By Johan Hjertqvist
Johan Hjertqvist, founder and President of the Health Consumer Powerhouse, presents 2008 data from European consumer surveys that, for the first time, included Canada. —Report from a presentation at the 2008 conference of the MUHC-ISAI
The Health Consumer Index was designed to measure the gap between what consumers expect and what health care systems deliver in various countries.
We look at 27 indicators in five categories: patient rights, accessibility, medical outcomes for a basket of treatments, access to medicines and the generosity of the system, i.e. how much care is publicly covered?
How does Canada rate?
Compared to European countries, Canada rates very poorly on most indices, and ranks between Greece and Slovakia in total score (Figures 1). The three factors that contribute most to Canada’s poor standing are waiting times, poor coverage for medicines, and the absence of a culture of patient rights.

### Information supplied:
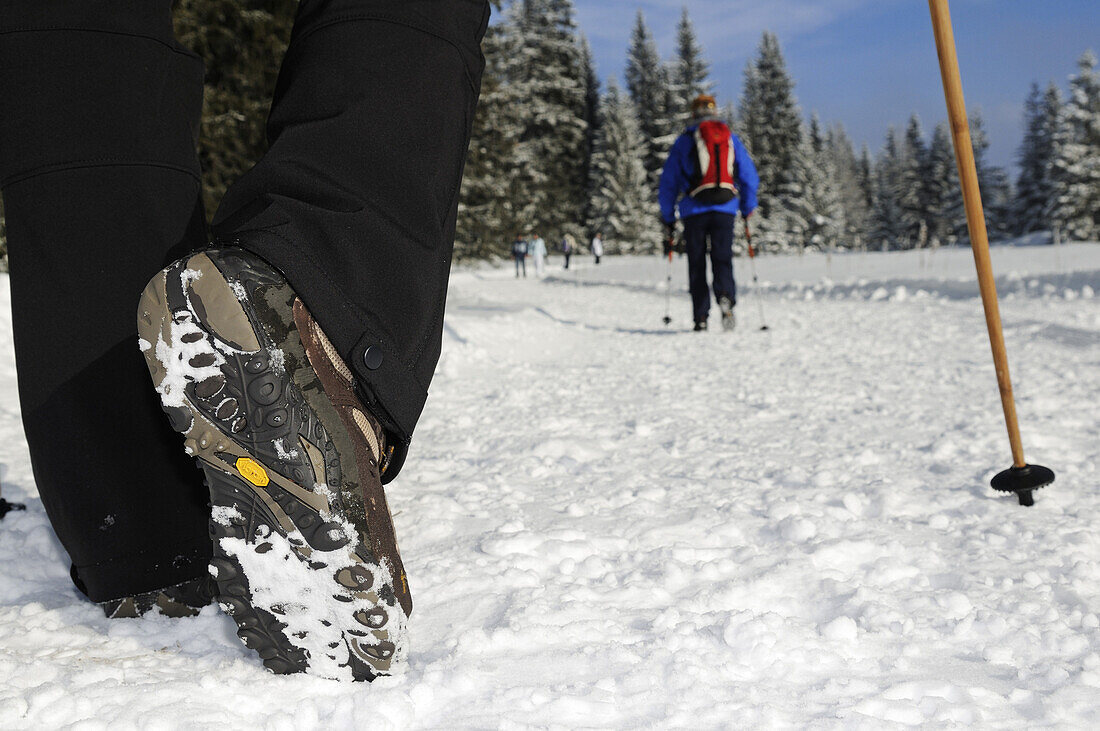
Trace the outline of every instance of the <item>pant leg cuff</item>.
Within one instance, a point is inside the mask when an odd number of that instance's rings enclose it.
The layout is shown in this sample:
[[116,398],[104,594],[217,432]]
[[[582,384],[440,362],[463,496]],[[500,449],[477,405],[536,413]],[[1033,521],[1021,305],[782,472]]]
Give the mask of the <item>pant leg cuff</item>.
[[90,600],[110,601],[206,576],[211,554],[210,543],[204,543],[169,556],[139,554],[90,566],[74,564],[69,576]]

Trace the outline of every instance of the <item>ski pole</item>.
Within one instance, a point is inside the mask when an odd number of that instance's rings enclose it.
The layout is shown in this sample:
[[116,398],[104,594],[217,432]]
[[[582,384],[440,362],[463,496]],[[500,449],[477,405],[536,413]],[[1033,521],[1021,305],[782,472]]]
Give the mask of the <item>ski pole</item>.
[[967,228],[970,230],[970,248],[978,269],[978,287],[986,310],[986,328],[989,344],[993,351],[997,383],[1001,391],[1001,408],[1009,430],[1009,445],[1012,448],[1012,467],[999,473],[992,479],[992,487],[1003,492],[1015,492],[1020,505],[1032,506],[1032,491],[1054,481],[1054,473],[1040,465],[1024,462],[1024,447],[1016,422],[1016,405],[1012,397],[1012,380],[1009,378],[1009,356],[1004,350],[1004,333],[1001,330],[1001,312],[997,304],[997,285],[993,281],[993,264],[989,257],[989,237],[986,232],[986,217],[981,206],[981,190],[974,160],[974,145],[970,141],[970,124],[963,98],[963,81],[959,77],[959,62],[955,49],[955,33],[952,29],[950,10],[947,0],[928,0],[932,13],[932,29],[936,36],[936,53],[939,57],[939,73],[944,81],[944,97],[947,101],[947,117],[950,120],[952,137],[955,142],[955,162],[959,168],[959,186],[966,204]]
[[669,268],[664,278],[664,326],[672,323],[672,241],[669,241]]
[[760,330],[768,329],[763,319],[763,295],[760,292],[760,280],[756,276],[756,250],[752,248],[752,232],[749,231],[748,219],[745,220],[745,241],[749,245],[749,268],[752,269],[752,289],[756,290],[757,307],[760,309]]

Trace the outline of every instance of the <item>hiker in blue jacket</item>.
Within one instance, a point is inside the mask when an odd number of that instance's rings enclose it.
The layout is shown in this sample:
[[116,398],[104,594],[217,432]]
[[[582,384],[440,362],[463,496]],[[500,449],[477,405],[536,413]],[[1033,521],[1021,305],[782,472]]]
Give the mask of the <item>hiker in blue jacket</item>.
[[661,222],[671,239],[679,203],[695,330],[706,330],[711,313],[711,291],[706,283],[707,242],[722,325],[733,330],[737,303],[734,223],[737,211],[748,218],[756,210],[760,178],[745,145],[718,119],[714,97],[696,97],[692,101],[692,123],[669,151],[661,173]]

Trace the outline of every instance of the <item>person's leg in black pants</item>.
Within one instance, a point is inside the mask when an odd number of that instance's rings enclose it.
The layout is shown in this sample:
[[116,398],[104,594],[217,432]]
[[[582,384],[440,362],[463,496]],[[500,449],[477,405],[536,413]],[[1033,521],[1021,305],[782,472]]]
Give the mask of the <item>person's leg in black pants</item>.
[[302,0],[271,148],[213,221],[286,275],[402,453],[439,359],[488,14],[486,0]]
[[708,213],[683,219],[684,248],[688,251],[688,289],[691,291],[692,317],[696,324],[706,322],[711,313],[711,288],[706,281],[708,224]]
[[0,99],[20,403],[74,582],[105,601],[206,576],[208,496],[134,326],[150,274],[207,241],[202,64],[169,0],[0,0]]
[[277,673],[405,656],[383,483],[439,357],[487,22],[484,0],[304,0],[268,153],[215,246],[142,293],[153,384],[210,488],[219,602]]
[[729,213],[705,213],[710,219],[707,233],[711,239],[711,272],[714,277],[714,298],[728,297],[737,303],[737,284],[734,281],[734,221]]

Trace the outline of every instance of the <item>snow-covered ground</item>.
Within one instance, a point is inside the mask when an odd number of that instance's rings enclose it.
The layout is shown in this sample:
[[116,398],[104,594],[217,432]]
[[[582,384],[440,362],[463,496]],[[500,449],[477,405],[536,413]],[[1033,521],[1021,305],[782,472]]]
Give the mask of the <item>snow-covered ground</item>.
[[[0,728],[1100,726],[1100,244],[993,254],[1021,508],[969,250],[758,259],[732,335],[663,261],[455,274],[391,486],[404,676],[276,677],[217,609],[107,620],[31,477],[0,278]],[[747,262],[738,279],[747,281]]]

### Task description:
From the text on the Health Consumer Index, pull out word for word the part that opens with the words containing "We look at 27" and closes with "of patient rights.".

### Exercise solution:
We look at 27 indicators in five categories: patient rights, accessibility, medical outcomes for a basket of treatments, access to medicines and the generosity of the system, i.e. how much care is publicly covered?
How does Canada rate?
Compared to European countries, Canada rates very poorly on most indices, and ranks between Greece and Slovakia in total score (Figures 1). The three factors that contribute most to Canada’s poor standing are waiting times, poor coverage for medicines, and the absence of a culture of patient rights.